# Your objective
State how many lines in the records below contain the string "podium", counting only matches with the same capitalization, and reply with that number alone.

# Input data

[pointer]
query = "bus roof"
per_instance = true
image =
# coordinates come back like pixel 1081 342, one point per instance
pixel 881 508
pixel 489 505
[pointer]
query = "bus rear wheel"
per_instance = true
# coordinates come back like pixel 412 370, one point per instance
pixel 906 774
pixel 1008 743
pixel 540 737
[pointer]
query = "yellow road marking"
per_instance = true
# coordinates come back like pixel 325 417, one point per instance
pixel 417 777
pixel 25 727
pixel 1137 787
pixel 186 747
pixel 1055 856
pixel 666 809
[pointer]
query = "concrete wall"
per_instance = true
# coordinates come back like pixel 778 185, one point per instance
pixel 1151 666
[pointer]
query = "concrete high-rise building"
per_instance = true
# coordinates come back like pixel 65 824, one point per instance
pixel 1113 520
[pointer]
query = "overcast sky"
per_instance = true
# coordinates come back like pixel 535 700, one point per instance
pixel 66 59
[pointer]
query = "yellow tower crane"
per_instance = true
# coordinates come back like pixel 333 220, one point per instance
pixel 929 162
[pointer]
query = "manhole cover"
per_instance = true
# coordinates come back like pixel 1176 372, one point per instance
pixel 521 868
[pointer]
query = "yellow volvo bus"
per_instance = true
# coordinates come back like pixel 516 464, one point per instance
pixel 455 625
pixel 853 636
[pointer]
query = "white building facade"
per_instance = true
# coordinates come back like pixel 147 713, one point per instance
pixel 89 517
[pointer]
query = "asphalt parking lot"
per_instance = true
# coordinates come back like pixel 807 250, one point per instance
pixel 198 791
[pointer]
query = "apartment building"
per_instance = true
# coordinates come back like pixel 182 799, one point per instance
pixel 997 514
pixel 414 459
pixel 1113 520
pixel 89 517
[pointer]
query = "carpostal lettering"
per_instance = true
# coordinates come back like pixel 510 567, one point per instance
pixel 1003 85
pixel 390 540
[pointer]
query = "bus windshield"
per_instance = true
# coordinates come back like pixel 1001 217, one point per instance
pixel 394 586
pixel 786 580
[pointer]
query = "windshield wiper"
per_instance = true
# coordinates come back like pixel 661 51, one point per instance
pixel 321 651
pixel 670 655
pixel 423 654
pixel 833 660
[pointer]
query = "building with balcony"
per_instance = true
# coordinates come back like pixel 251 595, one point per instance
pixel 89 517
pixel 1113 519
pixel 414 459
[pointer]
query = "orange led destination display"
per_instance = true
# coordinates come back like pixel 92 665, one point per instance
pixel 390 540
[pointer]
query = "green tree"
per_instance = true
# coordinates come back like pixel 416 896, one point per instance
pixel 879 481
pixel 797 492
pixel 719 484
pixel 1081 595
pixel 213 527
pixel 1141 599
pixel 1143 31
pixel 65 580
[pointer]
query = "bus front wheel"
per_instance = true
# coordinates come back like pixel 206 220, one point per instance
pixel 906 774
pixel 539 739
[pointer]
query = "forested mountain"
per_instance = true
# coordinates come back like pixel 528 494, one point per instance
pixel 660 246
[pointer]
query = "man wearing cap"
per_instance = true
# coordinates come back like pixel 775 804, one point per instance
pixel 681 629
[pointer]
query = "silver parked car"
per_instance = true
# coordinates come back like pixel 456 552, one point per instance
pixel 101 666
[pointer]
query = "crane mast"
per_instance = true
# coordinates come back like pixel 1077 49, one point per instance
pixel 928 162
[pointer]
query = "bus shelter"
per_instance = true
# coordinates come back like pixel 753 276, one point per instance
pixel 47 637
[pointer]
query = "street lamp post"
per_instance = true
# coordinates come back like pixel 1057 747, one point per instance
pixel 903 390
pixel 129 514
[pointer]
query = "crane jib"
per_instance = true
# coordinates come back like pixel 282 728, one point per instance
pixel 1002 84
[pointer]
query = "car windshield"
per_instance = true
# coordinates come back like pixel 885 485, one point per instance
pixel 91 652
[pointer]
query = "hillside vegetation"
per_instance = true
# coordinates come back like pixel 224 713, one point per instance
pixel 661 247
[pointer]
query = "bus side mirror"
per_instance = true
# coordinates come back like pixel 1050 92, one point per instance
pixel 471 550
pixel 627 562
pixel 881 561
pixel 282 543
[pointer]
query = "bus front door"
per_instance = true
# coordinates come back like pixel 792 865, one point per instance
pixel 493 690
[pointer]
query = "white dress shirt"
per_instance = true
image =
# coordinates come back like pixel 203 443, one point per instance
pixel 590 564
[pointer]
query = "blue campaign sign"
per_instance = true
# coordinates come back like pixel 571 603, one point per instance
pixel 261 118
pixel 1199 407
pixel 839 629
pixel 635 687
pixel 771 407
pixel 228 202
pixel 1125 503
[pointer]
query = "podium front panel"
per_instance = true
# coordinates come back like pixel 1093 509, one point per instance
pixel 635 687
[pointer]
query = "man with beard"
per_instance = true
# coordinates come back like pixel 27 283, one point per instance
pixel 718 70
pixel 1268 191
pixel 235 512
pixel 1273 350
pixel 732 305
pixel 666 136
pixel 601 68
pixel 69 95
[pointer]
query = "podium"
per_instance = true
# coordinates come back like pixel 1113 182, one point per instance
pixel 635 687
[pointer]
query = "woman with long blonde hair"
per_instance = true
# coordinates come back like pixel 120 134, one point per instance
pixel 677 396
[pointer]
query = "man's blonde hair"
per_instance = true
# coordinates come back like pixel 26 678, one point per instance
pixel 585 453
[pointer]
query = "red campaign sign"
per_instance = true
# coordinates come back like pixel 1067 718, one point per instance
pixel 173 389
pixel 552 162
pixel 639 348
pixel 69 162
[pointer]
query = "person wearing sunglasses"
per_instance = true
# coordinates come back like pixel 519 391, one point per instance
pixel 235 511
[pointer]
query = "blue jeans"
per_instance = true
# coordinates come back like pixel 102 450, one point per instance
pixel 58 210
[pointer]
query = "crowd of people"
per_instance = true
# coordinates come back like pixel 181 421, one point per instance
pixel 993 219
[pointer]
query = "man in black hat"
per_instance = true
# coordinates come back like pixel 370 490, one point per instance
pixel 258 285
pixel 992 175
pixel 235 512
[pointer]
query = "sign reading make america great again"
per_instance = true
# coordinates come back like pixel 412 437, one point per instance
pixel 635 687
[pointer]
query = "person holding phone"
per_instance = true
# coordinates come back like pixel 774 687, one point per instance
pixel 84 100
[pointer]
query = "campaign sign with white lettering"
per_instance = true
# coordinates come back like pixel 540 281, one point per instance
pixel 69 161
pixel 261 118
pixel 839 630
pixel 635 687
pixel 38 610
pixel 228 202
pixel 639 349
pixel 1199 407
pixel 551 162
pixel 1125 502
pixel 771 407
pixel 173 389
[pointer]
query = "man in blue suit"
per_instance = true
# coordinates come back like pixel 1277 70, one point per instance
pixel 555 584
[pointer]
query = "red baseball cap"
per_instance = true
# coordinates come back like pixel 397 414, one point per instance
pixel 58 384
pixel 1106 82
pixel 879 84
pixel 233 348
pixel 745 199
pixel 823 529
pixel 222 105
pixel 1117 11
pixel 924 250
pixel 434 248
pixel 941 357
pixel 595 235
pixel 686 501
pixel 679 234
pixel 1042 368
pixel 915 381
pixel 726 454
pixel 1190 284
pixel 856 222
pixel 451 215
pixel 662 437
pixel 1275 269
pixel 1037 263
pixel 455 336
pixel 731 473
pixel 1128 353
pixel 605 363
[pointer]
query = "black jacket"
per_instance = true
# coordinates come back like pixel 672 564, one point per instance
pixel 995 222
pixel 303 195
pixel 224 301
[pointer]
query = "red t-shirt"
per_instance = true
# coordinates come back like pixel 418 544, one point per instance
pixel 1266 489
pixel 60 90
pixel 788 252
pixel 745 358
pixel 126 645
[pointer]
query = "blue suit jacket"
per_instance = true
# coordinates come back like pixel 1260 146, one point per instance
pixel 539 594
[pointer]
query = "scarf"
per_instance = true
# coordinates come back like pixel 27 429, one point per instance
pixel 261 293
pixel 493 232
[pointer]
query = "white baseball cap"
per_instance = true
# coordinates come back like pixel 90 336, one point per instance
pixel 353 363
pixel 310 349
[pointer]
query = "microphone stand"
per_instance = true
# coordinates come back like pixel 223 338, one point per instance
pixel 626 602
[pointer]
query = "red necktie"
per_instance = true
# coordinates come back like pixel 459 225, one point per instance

# Task output
2